# [TEXT SHOWN]
"""
In the 80s, the Books of Blood anthology reveals an author called Clive Barker. Stephen King declared "I have seen the future of horror and his name is Clive Barker". The author of Christine was quite right as the British writer is now famous for books such as The Damnation Game, Imajica or Galilee. But at the opposite of his American fellow writer, Clive Barker revealed himself as a good director with the cult movie Hellraiser (1987) who initiated a series of film that counts not less that seven sequels. In 1990, he adapts his novel Cabal to the cinema, Nightbreed, starring David Cronenberg. Five years later he directs his masterpiece, Lord of Illusions, of which the financial failure brings his directorial career momentarily to a halt.
Barker was interested in cinema way before 1987, when he was a student in Liverpool and was writing and directing horrific plays with a bunch of friends. The group decided to start directing experimental short films. The first one made in 1973 is called Salome and is inspired by the Oscar Wilde tragedy. In 1975, Barker initiates a much more ambitious project with The Forbidden that will take him three years to complete. The film has no link at all with his novel of the same name that was adapted into a film called Candyman by Bernard Rose. To this day, it appears that only these two films still exist, thanks to Redemption Films that dug them up in 1995. One is inclined to forgive their sometimes annoying obscurantism because they were not meant to be shown to an audience. Of both shorts, The Forbidden is obviously the best as despite its referential and enigmatic aspect it sets up the universe that will become Clive Barker’s own in the future (especially with Hellraiser) through some very specific elements.
A movie under the influence…What is striking when you first watch The Forbidden is the "home-made" look and feel to the project. The film is shot in black and white with no sound recording. Industrial music signed by Adrian Carson accompanies the bizarre images. But the lack of budget definitely does not explain the peculiar esthetics of the film. Visually, the black and white works of Man Ray seem to have a preponderant importance in the visual rendition of The Forbidden. On several occasions, Clive Barker also declared that he was greatly influenced and marked by the works of underground filmmakers such as Andy Warhol or Kenneth Anger. Their movies helped to free the young student of literature through their do-it-yourself aspect. That is when Clive Barker grabbed a camera to capture the images that had always been in his mind….
Barker exposes himself in a ritual danse - Image taken from Invocation of my Brother Demon by K. Anger
However, Clive Barker does also share common themes with Kenneth Anger. Since his first film when he was 20, Fireworks, the Californian film-maker attempts to provoke his viewers by shocking them with sexual exhibitionism. In his cinematographic works are mixed homosexual images and occult symbols. Often the actors play divinities that are located in a symbolic universe. The Forbidden offers the same type of elements. The title itself is connected to the notion of prohibition. The film evolves in an ultra coded universe and shows the sacrifice of a man during a strange ritual. With regards to sex, the obvious pleasure that Clive Barker takes while filming his hero’s naked body (played by Peter Atkins, future scriptwriter of Hellraiser 2 and 3) or exhibiting his own erected sex during a crazy dance strongly connects him to Anger’s work.
"""
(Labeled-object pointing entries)
"""
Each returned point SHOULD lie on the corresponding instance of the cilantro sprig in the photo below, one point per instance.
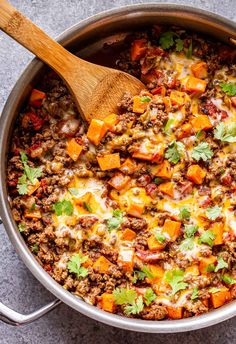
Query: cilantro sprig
(74, 265)
(29, 176)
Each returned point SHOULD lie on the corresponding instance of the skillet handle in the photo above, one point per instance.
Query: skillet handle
(14, 318)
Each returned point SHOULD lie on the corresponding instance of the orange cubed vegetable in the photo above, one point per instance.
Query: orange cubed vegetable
(138, 105)
(164, 170)
(195, 85)
(218, 230)
(128, 235)
(73, 149)
(177, 98)
(101, 265)
(192, 270)
(96, 131)
(167, 188)
(205, 262)
(219, 298)
(201, 122)
(175, 312)
(36, 98)
(185, 131)
(154, 244)
(109, 161)
(129, 166)
(138, 49)
(110, 121)
(107, 302)
(126, 258)
(171, 229)
(32, 188)
(119, 181)
(33, 214)
(196, 174)
(135, 209)
(199, 69)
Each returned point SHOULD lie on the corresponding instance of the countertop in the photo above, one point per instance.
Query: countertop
(18, 288)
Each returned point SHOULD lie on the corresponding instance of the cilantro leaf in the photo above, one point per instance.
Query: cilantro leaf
(190, 230)
(135, 307)
(221, 264)
(214, 212)
(74, 265)
(149, 296)
(194, 295)
(229, 88)
(202, 151)
(226, 132)
(138, 275)
(63, 207)
(187, 244)
(179, 44)
(115, 221)
(227, 279)
(174, 151)
(175, 278)
(207, 237)
(124, 296)
(184, 213)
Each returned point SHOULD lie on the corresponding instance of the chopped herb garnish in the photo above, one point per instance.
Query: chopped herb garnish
"""
# [INSTRUCTIONS]
1. Reproduce word for word the part of the essay on Clive Barker's early films that runs from "A movie under" to "in his mind….".
2. Translate this sentence from the essay on Clive Barker's early films into Spanish: "The film is shot in black and white with no sound recording."
3. Write what comes next in the essay on Clive Barker's early films, starting after its final sentence.
The records have no connection to the essay on Clive Barker's early films.

# [ANSWERS PROVIDED]
1.
A movie under the influence…What is striking when you first watch The Forbidden is the "home-made" look and feel to the project. The film is shot in black and white with no sound recording. Industrial music signed by Adrian Carson accompanies the bizarre images. But the lack of budget definitely does not explain the peculiar esthetics of the film. Visually, the black and white works of Man Ray seem to have a preponderant importance in the visual rendition of The Forbidden. On several occasions, Clive Barker also declared that he was greatly influenced and marked by the works of underground filmmakers such as Andy Warhol or Kenneth Anger. Their movies helped to free the young student of literature through their do-it-yourself aspect. That is when Clive Barker grabbed a camera to capture the images that had always been in his mind….

2. La película está rodada en blanco y negro, sin grabación de sonido.

3.
Divinities are important to both authours - Marianne Faithfull in Lucifer Rising by K. Anger
This dance is also evocative of the famous Danse Antique from Jean Cocteau. The French painter and filmmaker is one of Anger’s most blatant references (he even worked with him). In The Forbidden, Barker manages to create a very peculiar atmosphere through simple special effects (negative exposure of the film, the animated birds or the painter being skinned alive). This almost "home-made" aspect connects once again this film with his elder’s masterpiece, La Belle et la Bête. As for the painter’s ordeal of getting dismembered, it perfectly illustrates Cocteau’s famous quote: "You do not dedicate yourself to poetry, you sacrifice to it" (*1). With this second short film, the future director of Lord of Illusion mixes underground art with purely horrific elements and at the same time develops his very own mythology… For those who know Hellraiser rather well, the parallel between the two movies is striking to say the least.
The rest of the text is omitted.